• _What to produce_
The task calls for the lines from the start of the entries below through the line with "Target: knitted sock", given again verbatim, with every picture dropped.

• _Material provided_
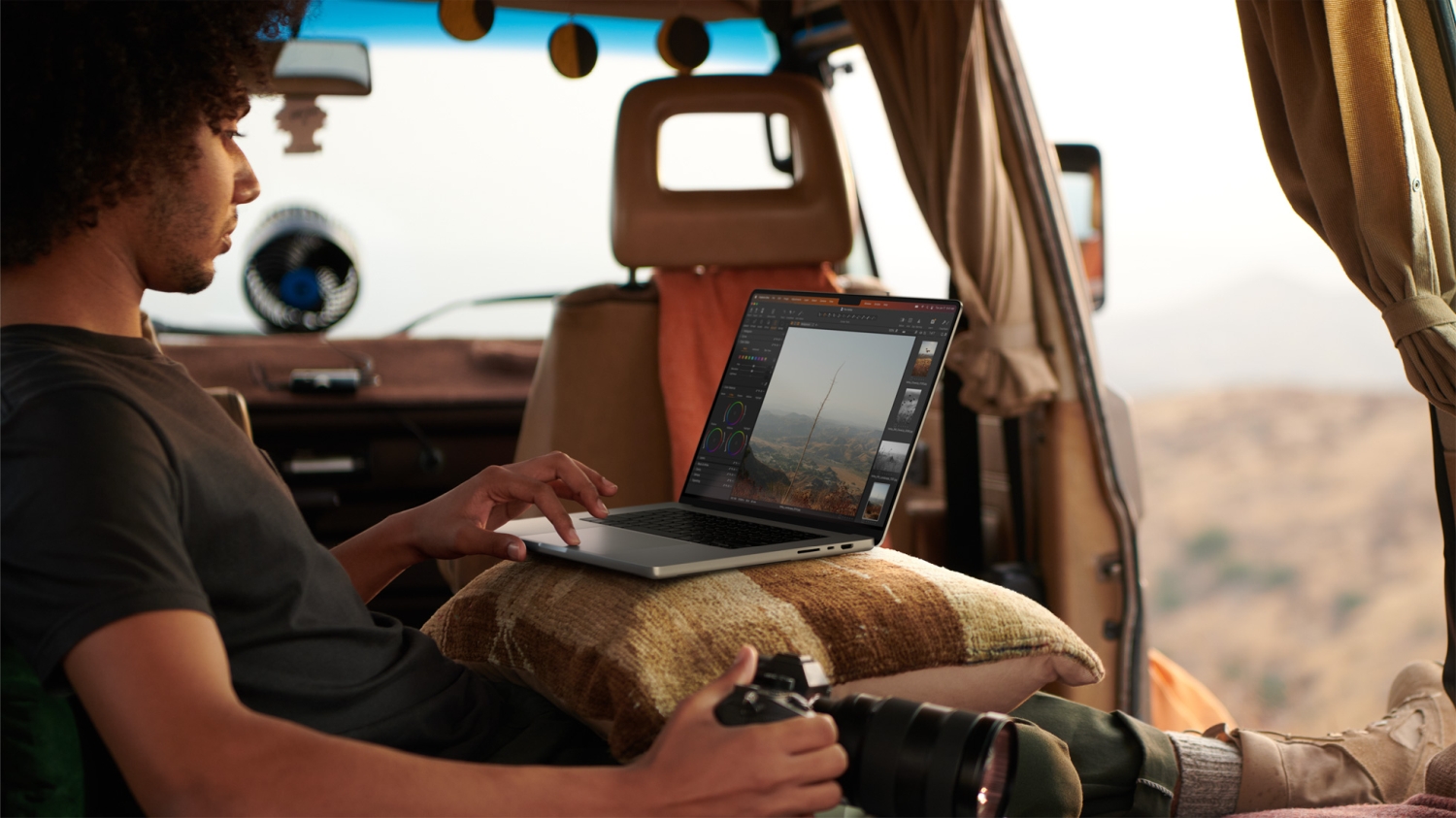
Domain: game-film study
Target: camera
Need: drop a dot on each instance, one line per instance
(905, 757)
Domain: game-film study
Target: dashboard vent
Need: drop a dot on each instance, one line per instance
(300, 273)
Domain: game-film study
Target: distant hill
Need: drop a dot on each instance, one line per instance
(1292, 547)
(1267, 331)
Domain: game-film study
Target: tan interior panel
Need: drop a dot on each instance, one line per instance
(1077, 539)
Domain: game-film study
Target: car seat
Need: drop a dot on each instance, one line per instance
(599, 387)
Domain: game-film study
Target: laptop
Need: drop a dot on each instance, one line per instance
(804, 451)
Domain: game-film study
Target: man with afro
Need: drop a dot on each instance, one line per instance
(154, 564)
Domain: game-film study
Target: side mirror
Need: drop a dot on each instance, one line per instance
(1082, 191)
(312, 67)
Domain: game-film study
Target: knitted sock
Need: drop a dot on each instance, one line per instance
(1208, 773)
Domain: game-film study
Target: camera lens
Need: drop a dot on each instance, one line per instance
(914, 759)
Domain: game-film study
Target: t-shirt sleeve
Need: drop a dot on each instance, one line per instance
(92, 529)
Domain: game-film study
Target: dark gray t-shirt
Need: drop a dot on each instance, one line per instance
(127, 489)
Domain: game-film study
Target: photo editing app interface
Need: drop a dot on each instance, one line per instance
(821, 405)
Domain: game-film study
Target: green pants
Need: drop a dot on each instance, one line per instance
(1077, 760)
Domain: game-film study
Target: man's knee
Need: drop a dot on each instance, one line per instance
(1045, 780)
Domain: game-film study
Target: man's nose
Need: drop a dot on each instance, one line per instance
(245, 185)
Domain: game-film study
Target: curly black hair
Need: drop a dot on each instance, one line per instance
(98, 98)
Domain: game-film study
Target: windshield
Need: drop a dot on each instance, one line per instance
(474, 169)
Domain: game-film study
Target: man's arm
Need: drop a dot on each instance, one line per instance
(463, 520)
(159, 690)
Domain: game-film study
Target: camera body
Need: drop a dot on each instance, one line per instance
(905, 757)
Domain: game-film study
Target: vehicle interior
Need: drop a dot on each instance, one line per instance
(1025, 472)
(1028, 480)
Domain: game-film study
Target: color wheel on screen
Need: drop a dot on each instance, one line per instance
(734, 413)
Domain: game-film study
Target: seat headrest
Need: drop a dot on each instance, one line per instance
(810, 221)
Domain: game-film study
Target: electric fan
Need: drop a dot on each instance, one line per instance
(300, 273)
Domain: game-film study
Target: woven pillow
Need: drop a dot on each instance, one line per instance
(619, 652)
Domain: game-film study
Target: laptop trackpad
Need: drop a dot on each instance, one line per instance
(599, 539)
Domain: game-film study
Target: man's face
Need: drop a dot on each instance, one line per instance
(189, 218)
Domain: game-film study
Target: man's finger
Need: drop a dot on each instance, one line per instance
(571, 474)
(803, 736)
(807, 801)
(821, 765)
(494, 543)
(603, 485)
(708, 698)
(547, 503)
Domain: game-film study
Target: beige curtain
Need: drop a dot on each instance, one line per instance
(1357, 118)
(931, 64)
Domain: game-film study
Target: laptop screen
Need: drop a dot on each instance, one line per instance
(820, 407)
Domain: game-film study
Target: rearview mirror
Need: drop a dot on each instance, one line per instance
(312, 67)
(1082, 192)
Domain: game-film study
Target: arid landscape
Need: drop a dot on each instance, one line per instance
(1292, 547)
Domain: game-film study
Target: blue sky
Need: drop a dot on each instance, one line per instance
(396, 22)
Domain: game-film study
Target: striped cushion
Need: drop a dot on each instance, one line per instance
(620, 652)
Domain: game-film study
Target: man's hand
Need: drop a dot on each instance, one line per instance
(702, 768)
(465, 520)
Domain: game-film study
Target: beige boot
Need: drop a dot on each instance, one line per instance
(1383, 763)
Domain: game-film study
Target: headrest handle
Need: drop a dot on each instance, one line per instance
(810, 221)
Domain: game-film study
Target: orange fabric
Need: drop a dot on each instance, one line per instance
(698, 320)
(1179, 701)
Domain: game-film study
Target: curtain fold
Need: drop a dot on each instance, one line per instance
(934, 76)
(1359, 124)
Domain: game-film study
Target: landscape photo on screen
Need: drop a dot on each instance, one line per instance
(891, 456)
(823, 413)
(908, 407)
(877, 501)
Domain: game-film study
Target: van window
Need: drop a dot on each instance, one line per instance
(474, 169)
(906, 255)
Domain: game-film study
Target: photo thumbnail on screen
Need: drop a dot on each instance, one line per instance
(818, 431)
(891, 456)
(909, 402)
(876, 506)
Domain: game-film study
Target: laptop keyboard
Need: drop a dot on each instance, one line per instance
(704, 529)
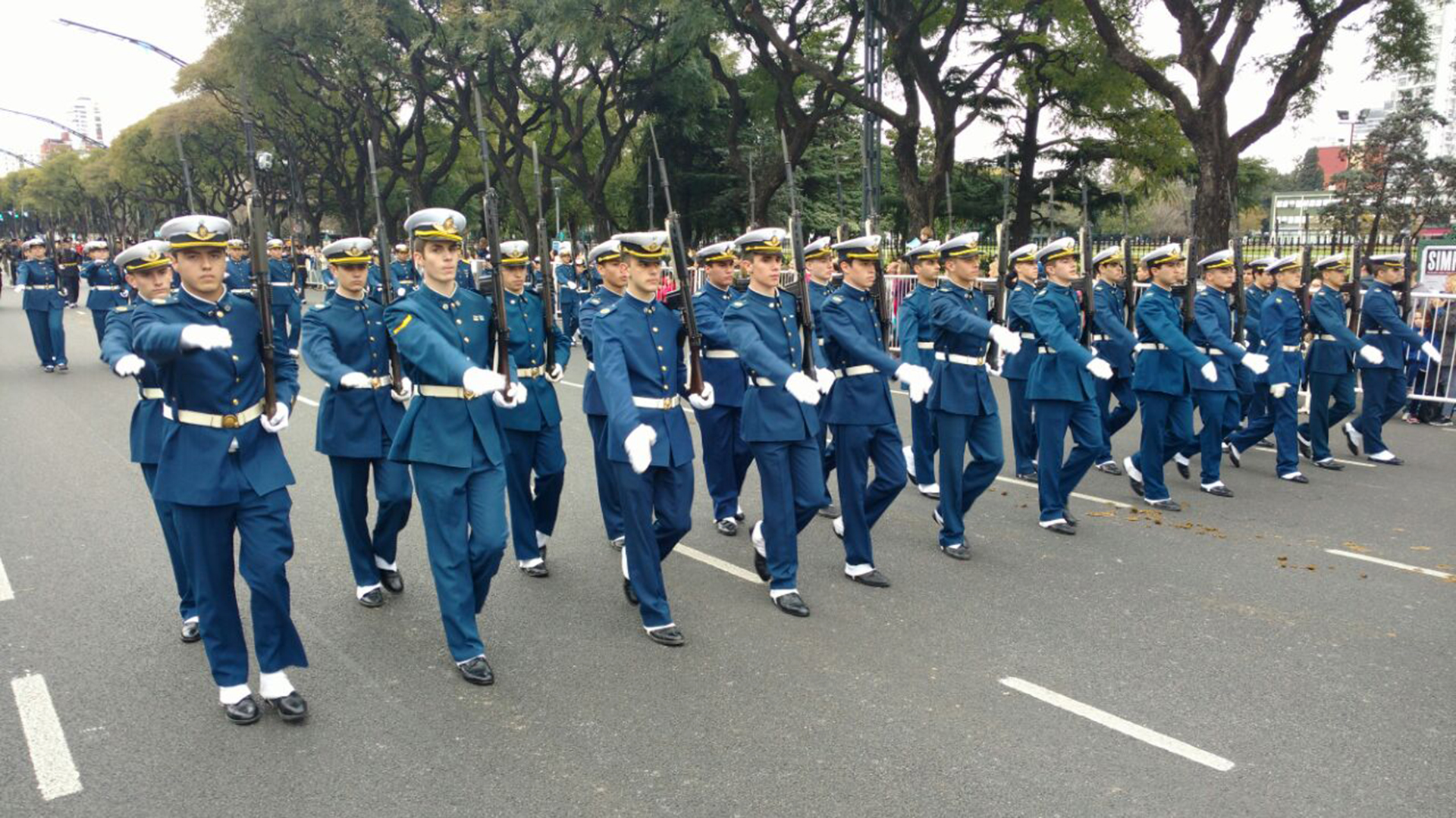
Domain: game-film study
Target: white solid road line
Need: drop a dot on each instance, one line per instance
(1120, 726)
(1392, 563)
(55, 772)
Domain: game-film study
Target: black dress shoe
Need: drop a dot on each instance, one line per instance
(670, 636)
(874, 580)
(791, 604)
(291, 708)
(476, 672)
(243, 712)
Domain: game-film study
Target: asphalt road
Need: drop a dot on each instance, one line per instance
(1324, 680)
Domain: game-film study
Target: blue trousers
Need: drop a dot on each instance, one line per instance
(539, 452)
(1022, 428)
(187, 600)
(922, 443)
(1323, 415)
(1057, 479)
(465, 536)
(1282, 421)
(959, 490)
(265, 545)
(49, 335)
(1166, 431)
(1385, 395)
(657, 511)
(862, 501)
(392, 490)
(606, 485)
(726, 456)
(789, 473)
(1114, 419)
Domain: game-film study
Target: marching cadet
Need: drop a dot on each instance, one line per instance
(780, 419)
(221, 466)
(1015, 367)
(1383, 381)
(532, 430)
(1163, 381)
(284, 306)
(149, 274)
(1212, 332)
(1282, 327)
(104, 283)
(642, 375)
(1060, 387)
(819, 261)
(44, 306)
(606, 258)
(859, 408)
(452, 440)
(1114, 344)
(963, 400)
(1331, 364)
(344, 344)
(726, 454)
(916, 346)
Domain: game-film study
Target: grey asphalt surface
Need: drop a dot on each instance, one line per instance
(1326, 680)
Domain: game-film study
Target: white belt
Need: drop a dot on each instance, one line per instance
(431, 390)
(215, 421)
(965, 360)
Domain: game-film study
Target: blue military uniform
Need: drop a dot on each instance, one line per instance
(533, 430)
(642, 376)
(963, 402)
(726, 454)
(1385, 384)
(592, 403)
(343, 340)
(44, 308)
(1060, 387)
(452, 440)
(1112, 343)
(221, 471)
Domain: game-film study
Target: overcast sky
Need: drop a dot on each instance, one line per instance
(53, 64)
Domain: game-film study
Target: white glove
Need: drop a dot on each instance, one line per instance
(802, 387)
(206, 337)
(511, 396)
(405, 390)
(826, 379)
(128, 365)
(1372, 354)
(278, 421)
(704, 400)
(916, 379)
(1006, 340)
(482, 381)
(639, 447)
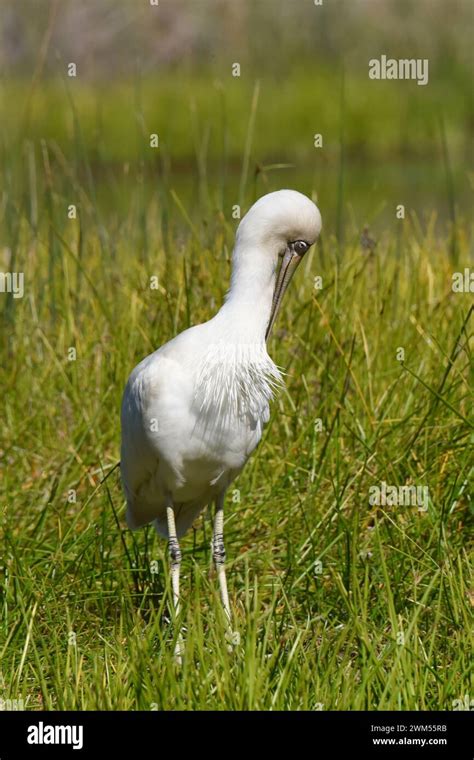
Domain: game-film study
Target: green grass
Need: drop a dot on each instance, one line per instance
(340, 604)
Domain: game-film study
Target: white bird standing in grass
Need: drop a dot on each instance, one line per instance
(194, 410)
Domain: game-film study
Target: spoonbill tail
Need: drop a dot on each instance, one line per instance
(194, 410)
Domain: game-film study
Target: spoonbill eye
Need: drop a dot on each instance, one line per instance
(300, 246)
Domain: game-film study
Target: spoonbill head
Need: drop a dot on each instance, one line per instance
(194, 410)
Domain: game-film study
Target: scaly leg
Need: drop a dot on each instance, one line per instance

• _Answer to this exercise_
Domain: game-film study
Target: camera
Need: drop a dot on each instance, one line per instance
(905, 757)
Domain: game-film study
Target: dashboard vent
Need: drop a dot on each instance, one line per instance
(300, 273)
Domain: game-film study
Target: distant hill
Need: drop a dot on each instance, one line per instance
(1292, 547)
(1267, 331)
Domain: game-film study
Target: tan interior panel
Need: drop a dot on each instance, one line per instance
(1077, 539)
Domain: game-film study
Target: car seat
Need: drop a dot on each instance, one line per instance
(599, 387)
Domain: game-film study
Target: laptop
Need: drop a dot on each instance, one line per instance
(804, 451)
Domain: game-film study
Target: man with afro
Need: drop a dot on each instance, one line per instance
(154, 564)
Domain: game-film study
Target: side mirror
Need: drop a dot on each instance, one line per instance
(1082, 191)
(312, 67)
Domain: game-film study
Target: knitted sock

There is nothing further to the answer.